Goal of the exercise
Reproduce the entries below word for word, starting at the line that contains "Question. Identify every instance of the boar hoof" and ending with the last line of the entries, both included.

Input rows
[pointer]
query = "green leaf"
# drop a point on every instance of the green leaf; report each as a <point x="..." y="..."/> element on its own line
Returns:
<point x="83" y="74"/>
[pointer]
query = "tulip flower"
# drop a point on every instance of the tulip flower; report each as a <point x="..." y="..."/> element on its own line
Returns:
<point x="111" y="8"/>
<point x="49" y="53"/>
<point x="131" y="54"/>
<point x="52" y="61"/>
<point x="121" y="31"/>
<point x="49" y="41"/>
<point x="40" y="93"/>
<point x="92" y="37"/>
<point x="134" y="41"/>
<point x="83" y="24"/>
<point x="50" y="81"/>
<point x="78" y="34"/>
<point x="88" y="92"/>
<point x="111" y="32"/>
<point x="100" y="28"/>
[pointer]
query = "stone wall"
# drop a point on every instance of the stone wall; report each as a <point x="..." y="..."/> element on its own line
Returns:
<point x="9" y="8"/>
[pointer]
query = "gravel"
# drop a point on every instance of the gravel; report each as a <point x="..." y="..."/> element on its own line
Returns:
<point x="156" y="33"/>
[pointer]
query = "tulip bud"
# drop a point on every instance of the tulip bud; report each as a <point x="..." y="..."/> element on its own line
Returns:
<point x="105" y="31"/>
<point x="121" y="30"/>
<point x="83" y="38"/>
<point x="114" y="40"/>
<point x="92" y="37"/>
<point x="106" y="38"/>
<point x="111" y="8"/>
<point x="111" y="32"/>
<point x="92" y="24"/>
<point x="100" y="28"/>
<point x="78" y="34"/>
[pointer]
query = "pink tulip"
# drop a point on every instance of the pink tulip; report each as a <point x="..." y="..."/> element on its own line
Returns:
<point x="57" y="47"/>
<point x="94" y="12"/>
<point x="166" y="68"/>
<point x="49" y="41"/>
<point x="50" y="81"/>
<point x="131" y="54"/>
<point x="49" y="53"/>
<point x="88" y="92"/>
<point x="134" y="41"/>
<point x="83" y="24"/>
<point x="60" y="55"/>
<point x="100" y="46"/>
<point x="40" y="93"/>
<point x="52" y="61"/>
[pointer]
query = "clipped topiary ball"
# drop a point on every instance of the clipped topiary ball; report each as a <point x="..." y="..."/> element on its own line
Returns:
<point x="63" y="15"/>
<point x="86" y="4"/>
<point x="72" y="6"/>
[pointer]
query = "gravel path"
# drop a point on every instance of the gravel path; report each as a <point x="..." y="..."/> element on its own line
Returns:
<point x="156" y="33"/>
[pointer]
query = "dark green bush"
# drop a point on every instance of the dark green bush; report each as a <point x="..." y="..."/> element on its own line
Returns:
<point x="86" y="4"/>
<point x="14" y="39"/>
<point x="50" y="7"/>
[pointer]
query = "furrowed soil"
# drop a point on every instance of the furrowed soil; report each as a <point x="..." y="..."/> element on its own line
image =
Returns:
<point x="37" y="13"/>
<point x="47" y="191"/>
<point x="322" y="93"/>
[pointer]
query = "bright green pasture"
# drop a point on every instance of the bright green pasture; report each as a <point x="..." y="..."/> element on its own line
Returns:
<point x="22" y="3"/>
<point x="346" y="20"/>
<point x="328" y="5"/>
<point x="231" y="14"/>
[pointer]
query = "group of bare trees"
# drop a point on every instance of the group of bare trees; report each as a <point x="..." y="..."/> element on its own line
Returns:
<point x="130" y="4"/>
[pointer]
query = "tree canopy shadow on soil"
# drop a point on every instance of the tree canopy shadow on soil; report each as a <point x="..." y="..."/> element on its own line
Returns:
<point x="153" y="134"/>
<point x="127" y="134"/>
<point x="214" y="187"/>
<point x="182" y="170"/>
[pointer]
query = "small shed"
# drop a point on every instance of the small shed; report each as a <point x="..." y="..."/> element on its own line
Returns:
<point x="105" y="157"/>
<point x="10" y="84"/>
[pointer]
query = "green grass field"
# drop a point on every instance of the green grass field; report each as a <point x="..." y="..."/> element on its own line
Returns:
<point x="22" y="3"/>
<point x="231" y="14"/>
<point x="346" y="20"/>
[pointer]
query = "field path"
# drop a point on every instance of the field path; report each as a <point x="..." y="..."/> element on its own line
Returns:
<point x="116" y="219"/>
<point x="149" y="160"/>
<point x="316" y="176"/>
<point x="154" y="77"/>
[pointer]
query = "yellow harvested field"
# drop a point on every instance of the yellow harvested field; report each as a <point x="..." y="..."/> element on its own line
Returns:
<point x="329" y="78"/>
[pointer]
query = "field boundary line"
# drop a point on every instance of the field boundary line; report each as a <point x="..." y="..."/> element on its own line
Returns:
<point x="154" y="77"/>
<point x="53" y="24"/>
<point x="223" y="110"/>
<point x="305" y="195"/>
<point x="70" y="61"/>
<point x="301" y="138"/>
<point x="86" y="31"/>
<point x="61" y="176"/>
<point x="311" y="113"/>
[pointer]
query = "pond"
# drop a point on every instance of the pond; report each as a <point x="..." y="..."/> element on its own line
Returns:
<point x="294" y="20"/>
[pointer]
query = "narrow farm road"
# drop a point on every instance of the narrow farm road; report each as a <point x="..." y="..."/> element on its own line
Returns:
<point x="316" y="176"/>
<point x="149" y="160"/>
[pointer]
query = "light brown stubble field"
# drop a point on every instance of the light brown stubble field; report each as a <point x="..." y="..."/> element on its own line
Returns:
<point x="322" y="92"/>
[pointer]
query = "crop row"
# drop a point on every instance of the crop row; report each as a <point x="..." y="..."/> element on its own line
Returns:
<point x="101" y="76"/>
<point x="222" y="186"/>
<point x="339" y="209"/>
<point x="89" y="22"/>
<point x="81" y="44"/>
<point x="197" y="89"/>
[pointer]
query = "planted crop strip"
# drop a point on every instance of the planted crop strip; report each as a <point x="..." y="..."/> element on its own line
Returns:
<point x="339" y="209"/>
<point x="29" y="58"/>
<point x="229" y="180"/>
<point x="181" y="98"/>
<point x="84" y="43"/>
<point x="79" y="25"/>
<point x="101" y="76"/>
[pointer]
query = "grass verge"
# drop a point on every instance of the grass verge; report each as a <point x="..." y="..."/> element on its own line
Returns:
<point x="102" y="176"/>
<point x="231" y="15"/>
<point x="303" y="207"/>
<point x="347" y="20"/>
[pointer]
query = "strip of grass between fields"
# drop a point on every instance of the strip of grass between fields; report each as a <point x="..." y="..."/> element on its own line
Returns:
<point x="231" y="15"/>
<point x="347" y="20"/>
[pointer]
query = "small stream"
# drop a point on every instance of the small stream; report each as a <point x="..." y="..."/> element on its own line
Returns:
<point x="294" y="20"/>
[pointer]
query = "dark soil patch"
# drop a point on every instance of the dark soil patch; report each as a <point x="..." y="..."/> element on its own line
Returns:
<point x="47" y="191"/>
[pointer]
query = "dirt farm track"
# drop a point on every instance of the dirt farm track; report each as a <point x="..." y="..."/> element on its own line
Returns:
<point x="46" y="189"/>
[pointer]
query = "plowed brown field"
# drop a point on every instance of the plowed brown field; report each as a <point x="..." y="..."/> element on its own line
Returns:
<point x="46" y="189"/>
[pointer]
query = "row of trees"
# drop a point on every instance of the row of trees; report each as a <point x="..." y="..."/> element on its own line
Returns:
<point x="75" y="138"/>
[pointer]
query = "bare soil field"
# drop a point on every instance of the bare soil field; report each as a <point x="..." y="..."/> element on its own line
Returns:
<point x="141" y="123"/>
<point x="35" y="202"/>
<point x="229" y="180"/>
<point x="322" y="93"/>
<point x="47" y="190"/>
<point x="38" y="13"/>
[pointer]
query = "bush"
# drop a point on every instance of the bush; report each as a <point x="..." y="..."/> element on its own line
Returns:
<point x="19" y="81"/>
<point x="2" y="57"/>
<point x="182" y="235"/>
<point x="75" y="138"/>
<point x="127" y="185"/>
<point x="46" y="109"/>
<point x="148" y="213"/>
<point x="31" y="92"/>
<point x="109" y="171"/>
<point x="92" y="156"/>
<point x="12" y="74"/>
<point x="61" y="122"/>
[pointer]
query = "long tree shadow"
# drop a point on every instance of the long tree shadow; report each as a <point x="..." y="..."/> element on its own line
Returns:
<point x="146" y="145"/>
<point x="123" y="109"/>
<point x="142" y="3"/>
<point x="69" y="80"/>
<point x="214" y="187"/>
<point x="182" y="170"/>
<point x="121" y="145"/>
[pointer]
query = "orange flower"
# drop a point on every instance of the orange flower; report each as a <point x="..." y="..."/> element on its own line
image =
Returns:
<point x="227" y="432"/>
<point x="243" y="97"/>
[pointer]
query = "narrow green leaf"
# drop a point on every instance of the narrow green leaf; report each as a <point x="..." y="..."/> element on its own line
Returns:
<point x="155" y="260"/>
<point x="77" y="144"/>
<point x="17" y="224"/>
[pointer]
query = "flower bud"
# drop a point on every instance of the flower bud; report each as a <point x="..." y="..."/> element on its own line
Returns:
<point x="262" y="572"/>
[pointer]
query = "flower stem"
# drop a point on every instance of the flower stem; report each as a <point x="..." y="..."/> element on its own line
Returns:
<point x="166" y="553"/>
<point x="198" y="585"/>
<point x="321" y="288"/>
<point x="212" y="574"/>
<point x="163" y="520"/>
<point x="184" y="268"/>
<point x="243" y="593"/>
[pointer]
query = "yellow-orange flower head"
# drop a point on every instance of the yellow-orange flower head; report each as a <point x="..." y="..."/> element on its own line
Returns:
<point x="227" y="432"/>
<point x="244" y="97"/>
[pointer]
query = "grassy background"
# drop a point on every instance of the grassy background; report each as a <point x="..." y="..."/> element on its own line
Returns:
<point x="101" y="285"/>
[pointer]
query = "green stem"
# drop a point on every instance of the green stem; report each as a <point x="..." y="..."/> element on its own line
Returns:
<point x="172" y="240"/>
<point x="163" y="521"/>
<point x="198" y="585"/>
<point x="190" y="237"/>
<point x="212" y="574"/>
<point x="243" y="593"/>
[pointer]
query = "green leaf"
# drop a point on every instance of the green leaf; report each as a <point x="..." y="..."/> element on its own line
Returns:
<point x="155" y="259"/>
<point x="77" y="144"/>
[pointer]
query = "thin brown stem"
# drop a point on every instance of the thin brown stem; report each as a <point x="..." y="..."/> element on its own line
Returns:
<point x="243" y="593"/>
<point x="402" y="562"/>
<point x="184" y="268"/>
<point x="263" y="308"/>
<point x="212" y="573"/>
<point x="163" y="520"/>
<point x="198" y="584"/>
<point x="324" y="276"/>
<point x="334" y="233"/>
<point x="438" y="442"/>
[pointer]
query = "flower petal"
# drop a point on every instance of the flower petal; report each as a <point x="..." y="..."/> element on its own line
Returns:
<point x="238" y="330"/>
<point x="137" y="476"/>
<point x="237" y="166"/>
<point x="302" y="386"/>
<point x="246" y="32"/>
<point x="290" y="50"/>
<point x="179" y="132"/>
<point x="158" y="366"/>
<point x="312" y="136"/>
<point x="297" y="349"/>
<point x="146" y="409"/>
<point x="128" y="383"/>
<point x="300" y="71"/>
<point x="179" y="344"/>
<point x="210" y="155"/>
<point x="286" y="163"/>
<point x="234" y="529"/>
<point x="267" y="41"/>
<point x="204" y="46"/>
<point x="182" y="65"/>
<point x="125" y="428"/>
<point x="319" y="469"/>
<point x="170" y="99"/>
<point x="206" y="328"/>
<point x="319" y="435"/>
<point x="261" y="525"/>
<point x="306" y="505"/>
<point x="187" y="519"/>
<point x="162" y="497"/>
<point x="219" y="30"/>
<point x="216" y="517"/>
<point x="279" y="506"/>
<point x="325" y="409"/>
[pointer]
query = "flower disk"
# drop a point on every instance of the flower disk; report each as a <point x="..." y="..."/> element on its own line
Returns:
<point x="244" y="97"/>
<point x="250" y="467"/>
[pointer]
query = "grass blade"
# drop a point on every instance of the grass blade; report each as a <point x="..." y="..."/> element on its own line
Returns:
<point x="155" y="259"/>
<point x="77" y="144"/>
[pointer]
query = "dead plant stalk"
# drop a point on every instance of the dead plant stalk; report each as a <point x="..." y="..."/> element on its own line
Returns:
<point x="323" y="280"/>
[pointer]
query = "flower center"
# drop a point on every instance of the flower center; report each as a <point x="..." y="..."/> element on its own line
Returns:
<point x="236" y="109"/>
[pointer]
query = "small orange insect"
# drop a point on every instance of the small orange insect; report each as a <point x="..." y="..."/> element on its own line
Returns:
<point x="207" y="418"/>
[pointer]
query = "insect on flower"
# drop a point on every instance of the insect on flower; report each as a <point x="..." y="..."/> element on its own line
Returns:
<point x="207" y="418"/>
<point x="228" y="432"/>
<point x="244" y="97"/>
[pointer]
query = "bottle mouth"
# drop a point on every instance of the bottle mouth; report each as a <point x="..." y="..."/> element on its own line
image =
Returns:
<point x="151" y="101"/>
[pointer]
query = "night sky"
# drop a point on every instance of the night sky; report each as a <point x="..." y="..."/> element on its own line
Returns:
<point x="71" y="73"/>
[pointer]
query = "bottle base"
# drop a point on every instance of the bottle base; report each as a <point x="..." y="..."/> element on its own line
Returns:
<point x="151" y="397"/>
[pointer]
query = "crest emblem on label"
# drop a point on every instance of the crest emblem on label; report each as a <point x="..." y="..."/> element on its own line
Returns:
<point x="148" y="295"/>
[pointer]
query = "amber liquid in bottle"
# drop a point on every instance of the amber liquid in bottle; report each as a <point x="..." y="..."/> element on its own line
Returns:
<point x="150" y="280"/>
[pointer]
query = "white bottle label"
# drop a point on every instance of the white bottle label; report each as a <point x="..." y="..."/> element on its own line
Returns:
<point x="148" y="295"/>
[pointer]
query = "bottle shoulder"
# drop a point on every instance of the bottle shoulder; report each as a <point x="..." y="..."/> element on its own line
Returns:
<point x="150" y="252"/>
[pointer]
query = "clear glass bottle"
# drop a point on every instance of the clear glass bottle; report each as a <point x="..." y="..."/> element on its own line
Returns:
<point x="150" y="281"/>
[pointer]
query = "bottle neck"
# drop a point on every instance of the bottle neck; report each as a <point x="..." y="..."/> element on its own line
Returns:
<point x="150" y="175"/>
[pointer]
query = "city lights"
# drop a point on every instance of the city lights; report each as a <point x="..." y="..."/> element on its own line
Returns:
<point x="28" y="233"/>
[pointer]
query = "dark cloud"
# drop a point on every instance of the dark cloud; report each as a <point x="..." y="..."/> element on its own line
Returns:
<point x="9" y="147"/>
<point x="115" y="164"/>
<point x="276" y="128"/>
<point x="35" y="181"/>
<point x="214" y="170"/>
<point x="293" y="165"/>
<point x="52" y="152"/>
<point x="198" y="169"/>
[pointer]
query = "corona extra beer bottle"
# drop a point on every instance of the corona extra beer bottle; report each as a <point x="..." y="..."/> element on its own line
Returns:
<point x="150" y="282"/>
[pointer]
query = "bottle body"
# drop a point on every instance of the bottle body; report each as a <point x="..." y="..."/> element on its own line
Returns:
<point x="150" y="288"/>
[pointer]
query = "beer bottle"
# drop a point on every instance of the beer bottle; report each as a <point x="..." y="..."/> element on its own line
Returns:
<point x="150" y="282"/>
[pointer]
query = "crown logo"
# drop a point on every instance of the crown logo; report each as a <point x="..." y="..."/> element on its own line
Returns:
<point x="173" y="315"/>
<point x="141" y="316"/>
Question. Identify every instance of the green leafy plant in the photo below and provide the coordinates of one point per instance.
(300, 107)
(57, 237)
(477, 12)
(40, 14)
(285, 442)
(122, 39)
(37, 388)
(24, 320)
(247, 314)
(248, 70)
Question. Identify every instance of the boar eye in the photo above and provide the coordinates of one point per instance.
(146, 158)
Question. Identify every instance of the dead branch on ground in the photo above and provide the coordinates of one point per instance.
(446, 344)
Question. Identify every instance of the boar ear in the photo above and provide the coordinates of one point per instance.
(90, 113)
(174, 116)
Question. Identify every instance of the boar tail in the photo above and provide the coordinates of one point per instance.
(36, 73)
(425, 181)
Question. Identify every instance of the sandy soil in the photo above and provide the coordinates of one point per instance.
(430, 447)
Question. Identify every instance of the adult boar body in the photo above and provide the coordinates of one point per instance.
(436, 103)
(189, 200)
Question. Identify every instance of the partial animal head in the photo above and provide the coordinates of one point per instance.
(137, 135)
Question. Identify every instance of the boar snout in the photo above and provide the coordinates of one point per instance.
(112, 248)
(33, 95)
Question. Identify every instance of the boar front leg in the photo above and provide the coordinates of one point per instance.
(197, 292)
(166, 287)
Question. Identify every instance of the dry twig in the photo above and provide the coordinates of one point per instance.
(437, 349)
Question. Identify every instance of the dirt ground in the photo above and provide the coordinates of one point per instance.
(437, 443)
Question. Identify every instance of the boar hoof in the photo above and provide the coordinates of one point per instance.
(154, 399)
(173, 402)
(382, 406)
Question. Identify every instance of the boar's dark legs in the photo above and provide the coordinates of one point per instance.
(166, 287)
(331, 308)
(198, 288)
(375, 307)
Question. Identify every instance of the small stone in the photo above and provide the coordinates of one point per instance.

The result
Question. Identify every instance of the boar hoof in the photo above and provide the coordinates of one point per instance.
(154, 399)
(173, 402)
(382, 406)
Question. Identify every instance of the boar's dark legs in the photo above and provide the coordinates of one point per instance.
(166, 287)
(331, 308)
(198, 288)
(375, 307)
Question. Identify every instance of the small stone in the photo above and provide the coordinates of one point per instance.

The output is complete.